BEGIN Reading passage
Earth System Processes - Global Meeting (June 24-28, 2001)

Paper No. 0
Presentation Time: 2:00 PM

MOLECULAR EVIDENCE FOR EARLY COLONIZATION OF LAND BY EUKARYOTES AND RELATION TO NEOPROTEROZOIC GLACIATIONS


HEDGES, S. Blair1, HECKMAN, Daniel S.1, GEISER, David M.2, EIDELL, Brooke R.1 and KARDOS, Natalie L.1, (1)Department of Biology and Astrobiology Research Center, Pennsylvania State Univ, 208 Mueller Lab, University Park, PA 16802, (2)Department of Plant Pathology, Pennsylvania State Univ, 121 Buckhout Lab, University Park, PA, sbh1@psu.edu

Fossil evidence suggests that land was first colonized by eukaryotes (plants) about 480 million years ago (Ma). It has been proposed that successful colonization was facilitated through a partnership (symbiosis) between a phototroph and a fungus. The most widespread of these symbioses today are lichens, consisting of cyanobacteria or green algae and a fungus, and vesicular-arbuscular (VA) mycorrhizae, which pair a plant with a glomalean fungus. Previous attempts to estimate divergence times within fungi, using a ribosomal RNA gene, yielded estimates of 350-600 Ma for the origin of terrestrial fungi. To further resolve and date the major splits among fungi, and of green algae and land plants, we analyzed protein sequence data from >100 nuclear genes.
END Reading passage
Do these statements agree with the abstract on early land colonization by eukaryotes? For each, answer yes or no and quote the words of the text that decide it.
1. Fossil evidence puts the first colonization of land by plants at about 480 million years ago.
2. Earlier estimates of divergence times within fungi were based on protein sequence data from more than 100 nuclear genes.
3. Vesicular-arbuscular mycorrhizae pair a plant with a glomalean fungus.
BEGIN Material shown
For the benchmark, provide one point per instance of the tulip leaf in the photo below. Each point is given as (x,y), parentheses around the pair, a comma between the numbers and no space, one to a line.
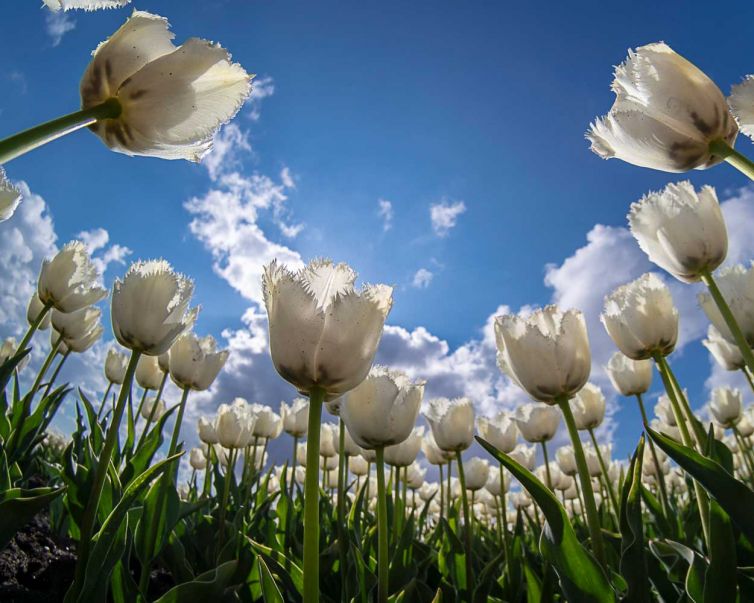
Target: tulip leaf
(633,564)
(18,507)
(736,499)
(581,578)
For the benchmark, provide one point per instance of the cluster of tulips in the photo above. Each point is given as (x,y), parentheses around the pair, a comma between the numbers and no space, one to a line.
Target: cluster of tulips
(350,514)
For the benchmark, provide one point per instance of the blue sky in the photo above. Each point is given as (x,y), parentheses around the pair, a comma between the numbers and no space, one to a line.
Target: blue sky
(477,106)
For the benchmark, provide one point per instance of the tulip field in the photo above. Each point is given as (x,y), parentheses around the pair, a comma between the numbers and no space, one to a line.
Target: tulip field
(379,496)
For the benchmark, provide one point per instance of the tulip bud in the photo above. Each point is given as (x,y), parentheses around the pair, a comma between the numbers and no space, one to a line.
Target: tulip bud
(588,407)
(629,377)
(736,283)
(68,282)
(681,231)
(150,307)
(148,373)
(195,362)
(115,366)
(172,99)
(641,319)
(537,423)
(197,460)
(546,353)
(666,114)
(33,310)
(295,417)
(500,431)
(727,355)
(725,406)
(452,423)
(323,333)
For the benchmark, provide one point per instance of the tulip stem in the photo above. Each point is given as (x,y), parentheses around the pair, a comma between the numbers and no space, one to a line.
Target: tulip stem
(28,140)
(467,526)
(586,483)
(725,151)
(311,499)
(701,495)
(729,319)
(382,562)
(103,463)
(656,460)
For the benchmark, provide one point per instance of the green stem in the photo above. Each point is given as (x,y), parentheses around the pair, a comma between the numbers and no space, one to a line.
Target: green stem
(724,150)
(90,512)
(382,562)
(593,520)
(28,140)
(311,499)
(730,320)
(467,526)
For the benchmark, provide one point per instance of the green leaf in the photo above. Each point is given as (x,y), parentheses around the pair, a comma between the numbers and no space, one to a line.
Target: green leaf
(633,563)
(18,507)
(581,578)
(733,496)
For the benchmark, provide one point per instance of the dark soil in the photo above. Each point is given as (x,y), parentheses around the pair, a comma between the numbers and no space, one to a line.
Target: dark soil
(36,566)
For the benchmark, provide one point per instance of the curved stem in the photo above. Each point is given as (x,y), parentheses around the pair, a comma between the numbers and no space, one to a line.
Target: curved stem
(23,142)
(586,483)
(382,562)
(724,150)
(311,499)
(467,526)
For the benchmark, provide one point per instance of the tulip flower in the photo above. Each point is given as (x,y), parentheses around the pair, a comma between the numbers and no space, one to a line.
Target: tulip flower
(10,197)
(681,230)
(668,115)
(500,431)
(150,307)
(546,353)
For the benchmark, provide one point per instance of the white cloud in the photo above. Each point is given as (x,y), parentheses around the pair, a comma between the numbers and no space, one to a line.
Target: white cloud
(422,278)
(385,212)
(57,25)
(444,216)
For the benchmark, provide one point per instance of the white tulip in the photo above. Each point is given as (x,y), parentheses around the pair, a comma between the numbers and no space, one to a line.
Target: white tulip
(207,431)
(69,281)
(149,404)
(629,377)
(546,353)
(295,417)
(10,197)
(197,460)
(641,318)
(681,231)
(727,355)
(477,471)
(172,99)
(666,113)
(588,407)
(150,307)
(148,373)
(382,409)
(323,333)
(725,406)
(537,423)
(115,366)
(33,311)
(357,465)
(500,431)
(736,283)
(452,423)
(405,452)
(195,361)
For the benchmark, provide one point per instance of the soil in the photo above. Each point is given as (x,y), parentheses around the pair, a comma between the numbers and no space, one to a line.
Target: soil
(36,566)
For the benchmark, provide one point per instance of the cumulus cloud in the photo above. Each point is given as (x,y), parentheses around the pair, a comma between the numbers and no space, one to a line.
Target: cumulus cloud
(385,212)
(444,216)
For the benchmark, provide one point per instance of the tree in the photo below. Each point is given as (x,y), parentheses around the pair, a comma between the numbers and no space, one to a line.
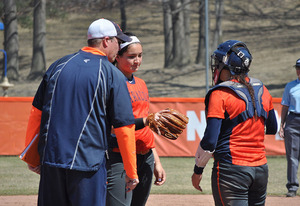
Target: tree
(201,39)
(176,32)
(219,10)
(38,64)
(123,14)
(11,38)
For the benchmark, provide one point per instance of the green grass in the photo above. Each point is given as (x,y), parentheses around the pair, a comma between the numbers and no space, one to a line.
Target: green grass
(16,179)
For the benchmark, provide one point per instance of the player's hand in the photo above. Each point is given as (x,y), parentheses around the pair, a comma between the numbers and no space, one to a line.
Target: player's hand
(281,132)
(196,179)
(37,169)
(160,174)
(131,183)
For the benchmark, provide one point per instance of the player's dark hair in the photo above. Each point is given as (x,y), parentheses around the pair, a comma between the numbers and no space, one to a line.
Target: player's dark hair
(124,49)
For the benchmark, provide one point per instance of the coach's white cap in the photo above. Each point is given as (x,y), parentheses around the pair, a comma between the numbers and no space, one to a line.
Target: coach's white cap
(105,28)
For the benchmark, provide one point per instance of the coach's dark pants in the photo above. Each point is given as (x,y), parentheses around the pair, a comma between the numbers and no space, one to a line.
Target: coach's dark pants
(64,187)
(116,194)
(236,185)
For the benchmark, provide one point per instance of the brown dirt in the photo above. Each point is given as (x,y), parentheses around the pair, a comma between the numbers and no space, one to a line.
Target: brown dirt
(269,28)
(154,200)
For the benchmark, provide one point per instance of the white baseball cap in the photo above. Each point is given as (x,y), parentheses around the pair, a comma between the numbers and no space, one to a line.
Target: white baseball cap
(106,28)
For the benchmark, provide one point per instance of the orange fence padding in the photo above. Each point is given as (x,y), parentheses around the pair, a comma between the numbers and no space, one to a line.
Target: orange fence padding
(15,114)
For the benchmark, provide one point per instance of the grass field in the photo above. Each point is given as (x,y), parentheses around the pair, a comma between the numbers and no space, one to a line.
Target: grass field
(16,179)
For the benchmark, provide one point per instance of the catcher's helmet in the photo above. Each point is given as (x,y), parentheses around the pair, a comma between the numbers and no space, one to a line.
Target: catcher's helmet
(233,55)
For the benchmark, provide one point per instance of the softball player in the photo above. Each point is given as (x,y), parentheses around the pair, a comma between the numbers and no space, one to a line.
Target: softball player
END Material shown
• [Answer to the problem]
1. Yes: "Fossil evidence suggests that land was first colonized by eukaryotes (plants) about 480 million years ago (Ma)."
2. No: "Previous attempts to estimate divergence times within fungi, using a ribosomal RNA gene, yielded estimates of 350-600 Ma"
3. Yes: "vesicular-arbuscular (VA) mycorrhizae, which pair a plant with a glomalean fungus"